Mrs Prophet’s Childhood Recollections

So I’d like to begin at the beginning because I think I am someone just like you. I’d like to begin at the beginning of my experience and tell you about my understanding and how it has flowed and how I have discovered answers that I think are viable for you. I am not asking you to believe me because I am saying these things. I am asking you to say, “Here is someone who has been willing to experiment, to go beyond the narrow confines of ordinary consciousness and who has the courage to be the Real Self.”

You can pursue your own individual fulfillment, but I think we all need guidelines. And I think the guidelines that I bring you, free for the asking and for the taking, are the very ones that you can experiment with because many others have and have found them to be efficient.

I’d like to start in my recollections early in childhood because I think they weave a very important factor and identity. I grew up in New Jersey in a very small town on the coast where my father was a boatbuilder. And in his hobby time he would build rock gardens and fishponds and a little sandbox and a playhouse. And there I spent many idyllic hours of my childhood. They were idyllic, I came to understand, because I didn’t have any sense of beginning or ending. I had a sense of always being in God and I had a sense of presences, of being, of life—angelic hosts, brothers and sisters who were still in other planes where I had come from waiting to take embodiment, masterful beings who were teachers of light.

This, to me, was a very common understanding of a universe that was based on a hierarchy—a principle of hierarchy where energy came forth from a central core of being and was stepped down again and again by those evolutions of God at physical, material planes and spiritual planes of being. I didn’t have it all worked out in this terminology. I was simply at home in a universe of love, and the stars in the heavens symbolized to me that there were vast evolutions that were a part of this cosmos.

At a very early age—I couldn’t have been more than three—I found myself going from that little sandbox to another sand. It was the sand of the River Nile in Egypt and there I was a little girl playing. And there I was experiencing growing up, and it was as concrete as I am standing here, an experience I cannot deny because it is a part of my innermost self, significant, I feel, because the Holy Spirit revealed it to me for a purpose. After some extended time in that place I felt myself floating back to the body that was in the sandbox in New Jersey. And there I was again, back to my home in this life.

And I sprang up from that sandbox and I ran to my mother and I said, “Mother, what happened to me?” And I described the experience. And she said very calmly, “You have remembered a past life.” And in the simplest terms that a child could understand she told me of the thoughts that she had had during her life—about a just God who could create people unequally, people who would come into embodiment, some blind, some not living to maturity, others with wealth and seemingly everything they needed.

Source records
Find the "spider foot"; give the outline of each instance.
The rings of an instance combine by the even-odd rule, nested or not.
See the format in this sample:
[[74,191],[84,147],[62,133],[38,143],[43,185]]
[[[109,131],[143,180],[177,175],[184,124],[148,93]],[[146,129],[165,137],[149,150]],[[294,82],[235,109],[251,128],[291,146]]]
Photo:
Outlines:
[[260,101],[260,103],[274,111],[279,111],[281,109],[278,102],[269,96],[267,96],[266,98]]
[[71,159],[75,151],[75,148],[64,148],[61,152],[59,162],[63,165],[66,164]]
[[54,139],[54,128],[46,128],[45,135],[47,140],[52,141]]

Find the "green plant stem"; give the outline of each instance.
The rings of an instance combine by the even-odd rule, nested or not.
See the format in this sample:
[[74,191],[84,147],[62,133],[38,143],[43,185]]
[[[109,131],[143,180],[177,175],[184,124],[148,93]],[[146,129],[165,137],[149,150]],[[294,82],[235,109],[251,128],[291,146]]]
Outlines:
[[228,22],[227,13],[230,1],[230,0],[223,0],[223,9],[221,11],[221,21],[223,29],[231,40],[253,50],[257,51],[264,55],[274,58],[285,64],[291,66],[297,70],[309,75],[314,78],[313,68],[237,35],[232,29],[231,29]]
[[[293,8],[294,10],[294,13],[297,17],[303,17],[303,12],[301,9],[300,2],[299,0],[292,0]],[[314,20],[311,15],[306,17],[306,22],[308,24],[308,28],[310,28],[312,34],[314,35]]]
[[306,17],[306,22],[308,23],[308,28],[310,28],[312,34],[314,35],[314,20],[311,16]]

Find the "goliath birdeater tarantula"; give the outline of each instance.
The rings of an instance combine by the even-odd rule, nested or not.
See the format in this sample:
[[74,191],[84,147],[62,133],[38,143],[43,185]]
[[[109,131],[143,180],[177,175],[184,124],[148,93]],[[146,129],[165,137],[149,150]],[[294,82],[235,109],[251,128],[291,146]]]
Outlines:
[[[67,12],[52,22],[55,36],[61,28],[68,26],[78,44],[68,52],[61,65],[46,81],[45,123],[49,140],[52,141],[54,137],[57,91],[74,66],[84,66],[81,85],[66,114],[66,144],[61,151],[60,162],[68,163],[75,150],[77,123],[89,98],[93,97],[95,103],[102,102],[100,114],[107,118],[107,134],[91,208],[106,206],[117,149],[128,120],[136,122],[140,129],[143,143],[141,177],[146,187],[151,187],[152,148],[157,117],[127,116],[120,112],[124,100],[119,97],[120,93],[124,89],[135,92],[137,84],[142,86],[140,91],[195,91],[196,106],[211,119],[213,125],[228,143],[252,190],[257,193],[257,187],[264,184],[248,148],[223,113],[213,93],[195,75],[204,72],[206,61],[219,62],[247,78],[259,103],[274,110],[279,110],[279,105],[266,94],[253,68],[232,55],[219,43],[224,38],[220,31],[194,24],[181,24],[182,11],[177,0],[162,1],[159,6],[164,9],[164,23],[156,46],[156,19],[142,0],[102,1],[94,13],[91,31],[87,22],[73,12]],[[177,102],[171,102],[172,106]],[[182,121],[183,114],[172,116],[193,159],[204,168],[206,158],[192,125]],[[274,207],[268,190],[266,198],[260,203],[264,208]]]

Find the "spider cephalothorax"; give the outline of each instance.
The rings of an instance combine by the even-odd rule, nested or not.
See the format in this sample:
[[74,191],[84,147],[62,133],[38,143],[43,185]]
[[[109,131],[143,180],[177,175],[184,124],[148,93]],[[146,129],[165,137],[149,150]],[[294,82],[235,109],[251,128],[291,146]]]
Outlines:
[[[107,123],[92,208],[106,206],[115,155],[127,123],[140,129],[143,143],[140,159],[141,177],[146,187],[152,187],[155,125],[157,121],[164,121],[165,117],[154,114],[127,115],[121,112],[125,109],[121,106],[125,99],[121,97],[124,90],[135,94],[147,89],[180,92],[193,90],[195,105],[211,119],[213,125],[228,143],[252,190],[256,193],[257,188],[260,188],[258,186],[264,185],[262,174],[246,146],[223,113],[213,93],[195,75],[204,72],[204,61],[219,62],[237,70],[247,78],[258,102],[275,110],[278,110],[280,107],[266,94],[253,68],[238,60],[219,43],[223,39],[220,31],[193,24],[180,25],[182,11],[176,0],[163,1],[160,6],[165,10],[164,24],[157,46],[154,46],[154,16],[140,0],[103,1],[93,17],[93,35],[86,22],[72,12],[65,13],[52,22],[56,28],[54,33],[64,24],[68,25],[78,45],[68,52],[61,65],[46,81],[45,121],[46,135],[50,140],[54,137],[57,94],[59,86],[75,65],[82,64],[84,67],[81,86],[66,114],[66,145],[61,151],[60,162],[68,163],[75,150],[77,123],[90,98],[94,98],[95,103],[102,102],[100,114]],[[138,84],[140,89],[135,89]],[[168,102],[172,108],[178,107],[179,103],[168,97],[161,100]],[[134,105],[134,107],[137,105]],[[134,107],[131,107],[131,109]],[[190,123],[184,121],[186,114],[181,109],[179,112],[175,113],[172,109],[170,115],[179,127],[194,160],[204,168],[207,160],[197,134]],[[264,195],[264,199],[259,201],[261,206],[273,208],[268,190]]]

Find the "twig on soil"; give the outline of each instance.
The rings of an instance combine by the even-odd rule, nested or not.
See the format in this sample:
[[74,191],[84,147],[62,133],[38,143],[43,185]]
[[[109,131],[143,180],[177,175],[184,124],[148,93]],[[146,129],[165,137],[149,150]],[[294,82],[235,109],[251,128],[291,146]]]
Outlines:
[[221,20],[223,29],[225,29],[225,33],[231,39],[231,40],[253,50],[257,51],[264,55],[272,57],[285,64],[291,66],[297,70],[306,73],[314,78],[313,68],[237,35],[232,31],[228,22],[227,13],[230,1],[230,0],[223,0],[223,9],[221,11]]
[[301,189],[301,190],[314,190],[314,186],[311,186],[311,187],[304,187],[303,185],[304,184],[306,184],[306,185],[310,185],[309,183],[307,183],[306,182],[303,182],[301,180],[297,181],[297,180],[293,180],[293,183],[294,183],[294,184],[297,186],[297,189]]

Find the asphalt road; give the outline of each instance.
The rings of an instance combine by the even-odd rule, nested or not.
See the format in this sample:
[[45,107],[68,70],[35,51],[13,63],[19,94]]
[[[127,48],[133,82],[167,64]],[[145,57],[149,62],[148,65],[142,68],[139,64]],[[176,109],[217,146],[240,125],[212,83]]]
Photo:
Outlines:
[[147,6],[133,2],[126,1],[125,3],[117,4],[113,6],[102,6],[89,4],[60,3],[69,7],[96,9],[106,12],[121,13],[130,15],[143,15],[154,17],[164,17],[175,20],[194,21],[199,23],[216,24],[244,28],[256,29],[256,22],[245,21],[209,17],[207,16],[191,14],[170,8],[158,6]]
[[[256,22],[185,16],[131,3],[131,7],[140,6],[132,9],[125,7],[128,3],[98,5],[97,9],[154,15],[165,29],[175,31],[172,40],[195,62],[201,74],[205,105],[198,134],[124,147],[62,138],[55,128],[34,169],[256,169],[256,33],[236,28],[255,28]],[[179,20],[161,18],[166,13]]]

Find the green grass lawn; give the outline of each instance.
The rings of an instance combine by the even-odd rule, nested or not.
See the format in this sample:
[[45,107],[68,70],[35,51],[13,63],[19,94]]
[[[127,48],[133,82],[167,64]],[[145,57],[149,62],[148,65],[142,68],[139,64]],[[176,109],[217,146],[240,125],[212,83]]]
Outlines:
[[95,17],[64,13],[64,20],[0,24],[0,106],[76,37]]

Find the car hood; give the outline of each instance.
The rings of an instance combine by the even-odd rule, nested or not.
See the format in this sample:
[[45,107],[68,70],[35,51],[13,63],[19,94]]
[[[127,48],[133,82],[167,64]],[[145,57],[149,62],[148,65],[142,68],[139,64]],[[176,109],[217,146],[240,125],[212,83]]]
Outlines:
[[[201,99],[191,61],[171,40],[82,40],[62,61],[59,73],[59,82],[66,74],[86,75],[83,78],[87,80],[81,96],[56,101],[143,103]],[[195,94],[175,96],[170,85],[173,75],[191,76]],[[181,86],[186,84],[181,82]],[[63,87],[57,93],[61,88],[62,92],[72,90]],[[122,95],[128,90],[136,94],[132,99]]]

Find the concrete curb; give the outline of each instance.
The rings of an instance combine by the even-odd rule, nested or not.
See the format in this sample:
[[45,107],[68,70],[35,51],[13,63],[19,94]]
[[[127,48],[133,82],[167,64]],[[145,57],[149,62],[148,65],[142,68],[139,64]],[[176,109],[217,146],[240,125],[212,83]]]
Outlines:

## Given exercise 1
From the childhood recollections text, set down word for word the portion that opens with "I’d like to start" and closes after "teachers of light.".
## Given exercise 2
List everything that, according to the childhood recollections text, the father built in his hobby time.
## Given exercise 3
Continue the childhood recollections text from the point where it stops.

## Exercise response 1
I’d like to start in my recollections early in childhood because I think they weave a very important factor and identity. I grew up in New Jersey in a very small town on the coast where my father was a boatbuilder. And in his hobby time he would build rock gardens and fishponds and a little sandbox and a playhouse. And there I spent many idyllic hours of my childhood. They were idyllic, I came to understand, because I didn’t have any sense of beginning or ending. I had a sense of always being in God and I had a sense of presences, of being, of life—angelic hosts, brothers and sisters who were still in other planes where I had come from waiting to take embodiment, masterful beings who were teachers of light.

## Exercise response 2
- Rock gardens
- Fishponds
- A little sandbox
- A playhouse

## Exercise response 3
And she said she could never understand a just God except in the terms of what Christ taught, “As a man soweth, that shall he also reap”—in terms of karma, in terms of having lived before and sowing energy and reaping that energy in the present life. I was very comfortable with that understanding because I had never had the sense of beginning or ending. Just a moving stream, a part of God’s consciousness.

And so, as a little child, I pursued that God and I came to the place where I demanded to be taken to church, and I was. And I heard the preacher preach, and I found that in that moment of great expectation of the revelation of the living God I was hearing only the repetition of words, of something that someone else had said. I wasn’t meeting someone who had experienced God face to face, as God was revealing himself inside of me. It was not enough. My soul was starving for the truth. And so I said, “Take me somewhere else.” And I went from place to place till we covered the whole town, then the Protestant church, then the synagogue.

And finally, there was nowhere to go except to God himself. And so I retreated to my room in meditation with the King James Version of the Bible. And in that sweet presence, especially in springtime when I could smell the lilacs and the birds would be chirping and the sun would come into my room in the morning as a great presence of life, I would feel on many occasions the Holy Spirit coming into my being.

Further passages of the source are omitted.